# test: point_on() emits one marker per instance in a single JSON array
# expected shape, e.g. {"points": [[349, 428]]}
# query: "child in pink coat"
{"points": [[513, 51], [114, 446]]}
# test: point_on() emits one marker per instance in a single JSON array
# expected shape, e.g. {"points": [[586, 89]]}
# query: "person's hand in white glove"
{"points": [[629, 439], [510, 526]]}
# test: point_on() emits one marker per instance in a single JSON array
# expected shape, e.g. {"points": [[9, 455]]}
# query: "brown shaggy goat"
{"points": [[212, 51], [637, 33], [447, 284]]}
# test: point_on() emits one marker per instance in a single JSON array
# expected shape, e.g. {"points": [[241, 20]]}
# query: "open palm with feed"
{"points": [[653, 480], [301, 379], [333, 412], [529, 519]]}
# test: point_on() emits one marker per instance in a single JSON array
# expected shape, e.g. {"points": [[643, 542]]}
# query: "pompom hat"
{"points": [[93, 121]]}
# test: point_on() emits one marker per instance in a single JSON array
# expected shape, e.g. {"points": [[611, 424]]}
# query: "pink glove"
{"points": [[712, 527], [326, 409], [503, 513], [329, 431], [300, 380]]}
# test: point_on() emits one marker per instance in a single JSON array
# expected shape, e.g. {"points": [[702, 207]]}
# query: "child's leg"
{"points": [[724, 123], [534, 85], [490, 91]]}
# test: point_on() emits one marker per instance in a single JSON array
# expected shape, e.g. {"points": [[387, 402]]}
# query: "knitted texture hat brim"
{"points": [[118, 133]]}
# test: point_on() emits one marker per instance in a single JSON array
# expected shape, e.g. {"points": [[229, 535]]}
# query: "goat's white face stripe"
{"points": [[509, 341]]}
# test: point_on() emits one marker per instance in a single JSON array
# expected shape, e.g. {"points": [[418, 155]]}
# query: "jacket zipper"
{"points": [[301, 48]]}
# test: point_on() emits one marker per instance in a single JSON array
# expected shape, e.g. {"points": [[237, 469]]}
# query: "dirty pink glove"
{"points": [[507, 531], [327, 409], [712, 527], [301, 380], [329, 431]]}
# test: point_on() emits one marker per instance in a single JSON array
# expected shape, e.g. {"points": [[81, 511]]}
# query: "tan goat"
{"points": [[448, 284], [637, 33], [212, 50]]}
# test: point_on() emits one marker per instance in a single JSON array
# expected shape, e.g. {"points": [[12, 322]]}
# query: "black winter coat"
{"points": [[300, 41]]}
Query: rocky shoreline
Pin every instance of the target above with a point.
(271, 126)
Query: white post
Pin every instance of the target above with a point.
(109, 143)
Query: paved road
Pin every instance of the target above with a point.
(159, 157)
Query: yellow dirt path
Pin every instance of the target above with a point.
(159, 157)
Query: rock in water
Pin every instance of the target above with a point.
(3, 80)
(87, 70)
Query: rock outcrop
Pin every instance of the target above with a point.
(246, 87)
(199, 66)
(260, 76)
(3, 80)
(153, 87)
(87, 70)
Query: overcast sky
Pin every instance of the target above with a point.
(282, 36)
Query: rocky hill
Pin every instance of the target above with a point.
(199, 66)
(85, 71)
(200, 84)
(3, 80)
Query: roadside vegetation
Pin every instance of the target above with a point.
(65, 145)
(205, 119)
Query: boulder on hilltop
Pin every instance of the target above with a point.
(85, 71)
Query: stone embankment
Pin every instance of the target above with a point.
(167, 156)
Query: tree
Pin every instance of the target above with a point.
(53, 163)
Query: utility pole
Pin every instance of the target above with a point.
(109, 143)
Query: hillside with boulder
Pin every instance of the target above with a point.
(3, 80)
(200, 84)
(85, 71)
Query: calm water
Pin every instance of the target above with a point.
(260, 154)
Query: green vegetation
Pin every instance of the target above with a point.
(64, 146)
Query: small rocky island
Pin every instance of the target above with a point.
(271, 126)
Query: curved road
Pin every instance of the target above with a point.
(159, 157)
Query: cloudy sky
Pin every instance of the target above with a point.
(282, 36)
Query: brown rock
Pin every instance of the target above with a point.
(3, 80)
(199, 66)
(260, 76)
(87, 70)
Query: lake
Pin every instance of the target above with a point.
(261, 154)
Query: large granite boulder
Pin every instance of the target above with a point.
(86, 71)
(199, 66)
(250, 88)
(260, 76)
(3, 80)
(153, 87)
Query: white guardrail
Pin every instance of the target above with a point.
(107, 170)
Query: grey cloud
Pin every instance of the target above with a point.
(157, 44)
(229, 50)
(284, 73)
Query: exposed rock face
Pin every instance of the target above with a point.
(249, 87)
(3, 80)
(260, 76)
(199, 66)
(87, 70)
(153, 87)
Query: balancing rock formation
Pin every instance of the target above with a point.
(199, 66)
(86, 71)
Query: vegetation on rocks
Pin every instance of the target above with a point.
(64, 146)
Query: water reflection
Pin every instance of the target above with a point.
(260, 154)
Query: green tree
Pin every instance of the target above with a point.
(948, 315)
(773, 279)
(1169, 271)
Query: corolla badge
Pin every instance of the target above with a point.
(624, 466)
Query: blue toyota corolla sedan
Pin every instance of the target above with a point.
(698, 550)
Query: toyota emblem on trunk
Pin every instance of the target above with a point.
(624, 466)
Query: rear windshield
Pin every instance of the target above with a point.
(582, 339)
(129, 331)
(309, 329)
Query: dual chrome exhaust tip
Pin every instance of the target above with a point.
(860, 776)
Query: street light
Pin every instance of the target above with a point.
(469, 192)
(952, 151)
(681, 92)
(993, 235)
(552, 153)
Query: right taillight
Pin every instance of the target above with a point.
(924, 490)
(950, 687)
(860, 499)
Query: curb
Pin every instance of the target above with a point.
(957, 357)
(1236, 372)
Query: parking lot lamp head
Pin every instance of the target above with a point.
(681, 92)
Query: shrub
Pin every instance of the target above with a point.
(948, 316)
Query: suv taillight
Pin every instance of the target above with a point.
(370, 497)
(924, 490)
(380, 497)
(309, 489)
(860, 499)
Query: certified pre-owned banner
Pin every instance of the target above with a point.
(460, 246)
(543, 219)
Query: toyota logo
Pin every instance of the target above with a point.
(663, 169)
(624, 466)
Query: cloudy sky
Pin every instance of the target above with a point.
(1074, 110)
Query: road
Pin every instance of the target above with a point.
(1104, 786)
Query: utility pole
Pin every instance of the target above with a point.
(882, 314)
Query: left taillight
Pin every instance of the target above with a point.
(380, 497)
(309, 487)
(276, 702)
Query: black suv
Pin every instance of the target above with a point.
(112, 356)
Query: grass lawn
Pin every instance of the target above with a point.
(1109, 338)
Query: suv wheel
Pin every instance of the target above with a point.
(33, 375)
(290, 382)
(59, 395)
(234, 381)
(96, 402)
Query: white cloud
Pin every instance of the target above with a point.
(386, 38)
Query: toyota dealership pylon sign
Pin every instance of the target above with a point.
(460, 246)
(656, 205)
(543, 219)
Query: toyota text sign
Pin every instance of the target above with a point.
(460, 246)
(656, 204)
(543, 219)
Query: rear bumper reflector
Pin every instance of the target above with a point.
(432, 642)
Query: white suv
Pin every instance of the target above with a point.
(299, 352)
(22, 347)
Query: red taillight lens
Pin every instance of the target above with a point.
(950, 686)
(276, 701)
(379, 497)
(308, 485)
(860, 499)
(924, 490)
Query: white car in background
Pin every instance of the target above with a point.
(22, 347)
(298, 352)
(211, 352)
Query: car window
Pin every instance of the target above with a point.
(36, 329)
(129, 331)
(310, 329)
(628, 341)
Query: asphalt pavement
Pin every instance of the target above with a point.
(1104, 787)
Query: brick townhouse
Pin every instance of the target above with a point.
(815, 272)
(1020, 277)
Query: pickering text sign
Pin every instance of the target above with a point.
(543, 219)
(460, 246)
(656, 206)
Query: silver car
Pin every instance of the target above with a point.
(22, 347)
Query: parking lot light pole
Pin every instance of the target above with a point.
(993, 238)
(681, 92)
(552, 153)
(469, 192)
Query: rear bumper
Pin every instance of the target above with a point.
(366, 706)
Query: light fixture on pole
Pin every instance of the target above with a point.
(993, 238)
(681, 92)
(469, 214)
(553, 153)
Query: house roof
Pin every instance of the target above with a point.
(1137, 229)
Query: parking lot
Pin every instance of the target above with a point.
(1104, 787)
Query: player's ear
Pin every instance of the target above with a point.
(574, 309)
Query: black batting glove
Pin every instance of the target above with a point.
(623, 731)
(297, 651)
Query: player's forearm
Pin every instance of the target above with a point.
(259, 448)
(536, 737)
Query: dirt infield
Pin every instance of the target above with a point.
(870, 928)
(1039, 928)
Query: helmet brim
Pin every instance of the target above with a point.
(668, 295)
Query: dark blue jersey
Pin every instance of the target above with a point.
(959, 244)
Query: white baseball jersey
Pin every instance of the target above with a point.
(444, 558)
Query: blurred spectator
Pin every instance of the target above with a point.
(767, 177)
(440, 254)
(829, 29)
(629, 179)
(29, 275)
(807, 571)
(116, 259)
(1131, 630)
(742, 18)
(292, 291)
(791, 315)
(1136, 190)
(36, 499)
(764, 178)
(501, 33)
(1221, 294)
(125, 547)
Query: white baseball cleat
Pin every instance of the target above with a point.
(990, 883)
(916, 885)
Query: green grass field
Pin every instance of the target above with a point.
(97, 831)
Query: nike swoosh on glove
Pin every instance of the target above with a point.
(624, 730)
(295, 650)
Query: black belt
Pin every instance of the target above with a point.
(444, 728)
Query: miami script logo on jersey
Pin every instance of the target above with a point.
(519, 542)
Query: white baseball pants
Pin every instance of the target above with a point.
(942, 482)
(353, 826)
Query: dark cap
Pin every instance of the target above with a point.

Exercise prompt
Through the last line of the entries above, beginning at the line containing "Query: white baseball cleat", transcribe each line exactly, both ends included and nothing more.

Correct output
Query: white baseball cleat
Pin every instance of the target above with a point.
(990, 883)
(916, 885)
Query: green grass field
Pin every instance of the target above with a point.
(97, 831)
Query: nike swoosh on glove
Pin every instance of the target above with a point.
(624, 730)
(295, 650)
Query: black belt
Pin every instance of the target above with a point.
(444, 728)
Query: miami script logo on jersey
Pin every instance of the target above with a point.
(519, 542)
Query: white baseball pants
Pin every instance of the target above with a point.
(942, 482)
(353, 826)
Query: dark cap
Pin every instance of the target above with a point.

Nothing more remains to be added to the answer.